**Written instruction**
Repeat every line of the material, character for character.

--- Begin Data shown ---

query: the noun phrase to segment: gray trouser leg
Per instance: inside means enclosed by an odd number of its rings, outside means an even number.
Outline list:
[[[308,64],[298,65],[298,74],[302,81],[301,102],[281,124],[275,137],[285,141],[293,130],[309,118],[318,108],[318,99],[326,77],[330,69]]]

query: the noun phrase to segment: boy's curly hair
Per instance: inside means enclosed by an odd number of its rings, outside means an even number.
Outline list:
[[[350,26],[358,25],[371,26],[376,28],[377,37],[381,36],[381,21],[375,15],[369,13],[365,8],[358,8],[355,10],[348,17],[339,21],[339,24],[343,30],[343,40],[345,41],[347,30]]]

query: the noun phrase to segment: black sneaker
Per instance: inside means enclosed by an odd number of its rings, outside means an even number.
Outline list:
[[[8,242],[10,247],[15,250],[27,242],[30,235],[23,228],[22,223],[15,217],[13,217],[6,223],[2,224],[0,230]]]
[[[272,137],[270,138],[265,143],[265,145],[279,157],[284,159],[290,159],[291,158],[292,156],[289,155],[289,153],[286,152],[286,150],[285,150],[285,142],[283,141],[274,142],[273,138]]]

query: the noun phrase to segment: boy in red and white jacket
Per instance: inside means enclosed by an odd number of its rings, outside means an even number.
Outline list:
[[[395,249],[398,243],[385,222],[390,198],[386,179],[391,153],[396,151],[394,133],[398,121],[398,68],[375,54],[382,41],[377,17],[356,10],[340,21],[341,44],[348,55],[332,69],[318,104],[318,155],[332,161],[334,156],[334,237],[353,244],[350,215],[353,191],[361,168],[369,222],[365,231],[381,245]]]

--- End Data shown ---

**Answer in full**
query: the noun phrase to segment: gray trouser leg
Per instance: inside means enclosed by an odd number of its rings, outside means an even number.
Outline list:
[[[308,64],[298,65],[298,74],[302,81],[301,102],[281,124],[275,137],[285,141],[293,130],[309,118],[318,108],[318,99],[326,77],[330,69]]]

query: the noun phrase to segment: boy's curly hair
Per instance: inside means enclosed by an odd number of its rings, outside means an even number.
Outline list:
[[[350,26],[358,25],[371,26],[376,28],[377,37],[381,36],[381,21],[375,15],[369,13],[365,8],[358,8],[355,10],[348,17],[339,21],[339,24],[343,30],[343,40],[345,41],[347,30]]]

query: the noun phrase to segment: black sneaker
Per instance: inside means enclosed by an odd number of its rings, outside means an even number.
Outline list:
[[[8,242],[10,247],[15,250],[27,242],[30,235],[23,228],[22,223],[15,217],[13,217],[6,223],[2,224],[0,230]]]
[[[272,137],[270,138],[265,143],[265,145],[279,157],[284,159],[290,159],[291,158],[292,156],[289,155],[289,153],[286,152],[286,150],[285,150],[285,142],[283,141],[274,142],[273,138]]]

query: the noun phrase to segment: boy in red and white jacket
Per instance: inside means enclosed by an odd number of its rings, outside means an even number.
Outline list:
[[[395,249],[398,243],[385,222],[390,198],[386,179],[391,153],[396,151],[394,133],[398,121],[398,68],[375,54],[382,41],[377,17],[356,10],[340,21],[341,44],[348,55],[332,69],[318,104],[318,155],[332,161],[334,156],[334,237],[353,244],[350,215],[353,191],[361,168],[369,222],[365,231],[381,245]]]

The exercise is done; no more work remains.